## [Request]
Lay out all of the records below as a two-column CSV with the header "request" and "reply". Give one row per request: its text goes in a single quoted field under "request" and its answer in a single quoted field under "reply", with every line break replaced by a space.

>> Start Available records

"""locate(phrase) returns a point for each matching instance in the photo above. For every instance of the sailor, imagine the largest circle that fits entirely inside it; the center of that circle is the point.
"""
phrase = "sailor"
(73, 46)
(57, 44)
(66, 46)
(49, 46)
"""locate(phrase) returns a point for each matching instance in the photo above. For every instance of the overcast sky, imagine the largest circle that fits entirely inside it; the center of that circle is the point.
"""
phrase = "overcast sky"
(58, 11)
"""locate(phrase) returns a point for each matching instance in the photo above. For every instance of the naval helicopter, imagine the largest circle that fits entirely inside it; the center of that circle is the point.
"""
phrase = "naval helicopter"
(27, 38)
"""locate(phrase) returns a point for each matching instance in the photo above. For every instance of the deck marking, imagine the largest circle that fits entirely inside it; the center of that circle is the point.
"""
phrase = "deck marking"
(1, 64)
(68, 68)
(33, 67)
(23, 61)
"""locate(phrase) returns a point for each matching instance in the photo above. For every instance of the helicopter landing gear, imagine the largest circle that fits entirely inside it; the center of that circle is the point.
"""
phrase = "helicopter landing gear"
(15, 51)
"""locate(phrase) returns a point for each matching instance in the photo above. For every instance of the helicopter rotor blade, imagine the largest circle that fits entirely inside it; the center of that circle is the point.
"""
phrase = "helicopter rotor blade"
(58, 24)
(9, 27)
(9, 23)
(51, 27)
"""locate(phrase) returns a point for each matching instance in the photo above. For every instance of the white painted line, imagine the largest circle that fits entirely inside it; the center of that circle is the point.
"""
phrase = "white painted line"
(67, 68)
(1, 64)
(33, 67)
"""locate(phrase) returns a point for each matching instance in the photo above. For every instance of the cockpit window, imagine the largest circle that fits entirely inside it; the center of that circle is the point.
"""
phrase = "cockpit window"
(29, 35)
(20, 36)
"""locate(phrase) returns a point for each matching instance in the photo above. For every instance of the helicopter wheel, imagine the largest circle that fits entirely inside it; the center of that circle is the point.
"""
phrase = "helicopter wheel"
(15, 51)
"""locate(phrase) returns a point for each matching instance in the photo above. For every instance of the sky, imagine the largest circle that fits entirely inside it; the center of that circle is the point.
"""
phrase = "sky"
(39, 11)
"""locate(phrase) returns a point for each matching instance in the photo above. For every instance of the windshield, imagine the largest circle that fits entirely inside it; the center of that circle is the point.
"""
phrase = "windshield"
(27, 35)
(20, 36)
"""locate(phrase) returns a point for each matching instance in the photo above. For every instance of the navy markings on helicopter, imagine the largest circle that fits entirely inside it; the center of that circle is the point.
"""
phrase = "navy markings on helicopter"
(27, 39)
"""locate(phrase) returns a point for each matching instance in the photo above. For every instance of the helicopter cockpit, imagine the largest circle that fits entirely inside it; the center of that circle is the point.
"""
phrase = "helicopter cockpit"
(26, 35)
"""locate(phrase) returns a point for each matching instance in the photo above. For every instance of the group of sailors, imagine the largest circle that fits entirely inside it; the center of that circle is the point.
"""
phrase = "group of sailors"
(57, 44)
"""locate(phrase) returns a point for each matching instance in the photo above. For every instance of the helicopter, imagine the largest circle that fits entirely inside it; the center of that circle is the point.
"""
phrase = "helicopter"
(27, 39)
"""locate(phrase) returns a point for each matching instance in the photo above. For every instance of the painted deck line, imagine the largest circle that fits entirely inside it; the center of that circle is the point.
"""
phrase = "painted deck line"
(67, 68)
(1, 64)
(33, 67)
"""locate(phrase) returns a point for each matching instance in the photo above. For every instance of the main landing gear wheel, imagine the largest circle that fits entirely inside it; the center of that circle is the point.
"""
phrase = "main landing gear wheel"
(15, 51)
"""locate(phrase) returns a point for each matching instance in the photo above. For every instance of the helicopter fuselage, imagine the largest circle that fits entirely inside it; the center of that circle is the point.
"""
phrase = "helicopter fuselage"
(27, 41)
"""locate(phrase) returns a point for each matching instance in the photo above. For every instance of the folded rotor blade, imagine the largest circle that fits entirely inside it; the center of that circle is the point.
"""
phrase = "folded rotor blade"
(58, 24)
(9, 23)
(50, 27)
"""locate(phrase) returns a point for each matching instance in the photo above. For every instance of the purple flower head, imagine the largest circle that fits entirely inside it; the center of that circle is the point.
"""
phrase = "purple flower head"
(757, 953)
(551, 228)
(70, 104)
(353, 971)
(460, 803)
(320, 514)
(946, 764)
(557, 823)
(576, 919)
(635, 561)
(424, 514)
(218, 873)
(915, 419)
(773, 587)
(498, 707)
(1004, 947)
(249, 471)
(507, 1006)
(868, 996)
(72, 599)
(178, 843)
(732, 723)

>> End Available records

## [Completed task]
request,reply
"""""""locate(phrase) returns a point for each matching instance in the photo above. For every instance of the sailor, imagine the largest circle that fits entirely inside it; the center of that circle is the point. """""" phrase = ""sailor""","(73, 46) (57, 44) (66, 46) (49, 46)"
"""""""locate(phrase) returns a point for each matching instance in the photo above. For every instance of the overcast sky, imagine the largest circle that fits entirely inside it; the center of that circle is the point. """""" phrase = ""overcast sky""","(58, 11)"
"""""""locate(phrase) returns a point for each matching instance in the photo above. For every instance of the naval helicopter, imagine the largest circle that fits entirely inside it; the center of that circle is the point. """""" phrase = ""naval helicopter""","(27, 38)"
"""""""locate(phrase) returns a point for each matching instance in the photo above. For every instance of the deck marking, imagine the largest circle that fits entirely inside it; the center of that circle is the point. """""" phrase = ""deck marking""","(1, 64) (68, 68) (33, 67) (23, 61)"
"""""""locate(phrase) returns a point for each matching instance in the photo above. For every instance of the helicopter landing gear, imagine the largest circle that fits entirely inside it; the center of that circle is the point. """""" phrase = ""helicopter landing gear""","(15, 51)"
"""""""locate(phrase) returns a point for each matching instance in the photo above. For every instance of the helicopter rotor blade, imagine the largest circle that fits entirely inside it; the center of that circle is the point. """""" phrase = ""helicopter rotor blade""","(58, 24) (9, 27) (9, 23) (51, 27)"
"""""""locate(phrase) returns a point for each matching instance in the photo above. For every instance of the white painted line, imagine the largest circle that fits entirely inside it; the center of that circle is the point. """""" phrase = ""white painted line""","(67, 68) (1, 64) (33, 67)"
"""""""locate(phrase) returns a point for each matching instance in the photo above. For every instance of the cockpit window, imagine the largest circle that fits entirely inside it; the center of that circle is the point. """""" phrase = ""cockpit window""","(29, 35) (20, 36)"
"""""""locate(phrase) returns a point for each matching instance in the photo above. For every instance of the helicopter wheel, imagine the largest circle that fits entirely inside it; the center of that circle is the point. """""" phrase = ""helicopter wheel""","(15, 51)"
"""""""locate(phrase) returns a point for each matching instance in the photo above. For every instance of the sky, imagine the largest circle that fits entirely inside it; the center of that circle is the point. """""" phrase = ""sky""","(39, 11)"
"""""""locate(phrase) returns a point for each matching instance in the photo above. For every instance of the windshield, imagine the largest circle that fits entirely inside it; the center of that circle is the point. """""" phrase = ""windshield""","(27, 35) (20, 36)"
"""""""locate(phrase) returns a point for each matching instance in the photo above. For every instance of the navy markings on helicopter, imagine the largest circle that fits entirely inside it; the center of that circle is the point. """""" phrase = ""navy markings on helicopter""","(27, 39)"
"""""""locate(phrase) returns a point for each matching instance in the photo above. For every instance of the helicopter cockpit, imagine the largest circle that fits entirely inside it; the center of that circle is the point. """""" phrase = ""helicopter cockpit""","(26, 35)"
"""""""locate(phrase) returns a point for each matching instance in the photo above. For every instance of the group of sailors, imagine the largest circle that fits entirely inside it; the center of that circle is the point. """""" phrase = ""group of sailors""","(57, 44)"
"""""""locate(phrase) returns a point for each matching instance in the photo above. For every instance of the helicopter, imagine the largest circle that fits entirely inside it; the center of that circle is the point. """""" phrase = ""helicopter""","(27, 39)"
"""""""locate(phrase) returns a point for each matching instance in the photo above. For every instance of the painted deck line, imagine the largest circle that fits entirely inside it; the center of that circle is the point. """""" phrase = ""painted deck line""","(67, 68) (1, 64) (33, 67)"
"""""""locate(phrase) returns a point for each matching instance in the photo above. For every instance of the main landing gear wheel, imagine the largest circle that fits entirely inside it; the center of that circle is the point. """""" phrase = ""main landing gear wheel""","(15, 51)"
"""""""locate(phrase) returns a point for each matching instance in the photo above. For every instance of the helicopter fuselage, imagine the largest circle that fits entirely inside it; the center of that circle is the point. """""" phrase = ""helicopter fuselage""","(27, 41)"
"""""""locate(phrase) returns a point for each matching instance in the photo above. For every instance of the folded rotor blade, imagine the largest circle that fits entirely inside it; the center of that circle is the point. """""" phrase = ""folded rotor blade""","(58, 24) (9, 23) (50, 27)"
"""""""locate(phrase) returns a point for each matching instance in the photo above. For every instance of the purple flower head, imagine the largest circle that fits entirely inside it; the center of that circle is the point. """""" phrase = ""purple flower head""","(757, 953) (551, 228) (70, 104) (353, 971) (460, 803) (320, 514) (946, 764) (557, 823) (576, 919) (635, 561) (424, 514) (218, 873) (915, 419) (773, 587) (498, 707) (1004, 947) (249, 471) (507, 1006) (868, 996) (72, 599) (178, 843) (732, 723)"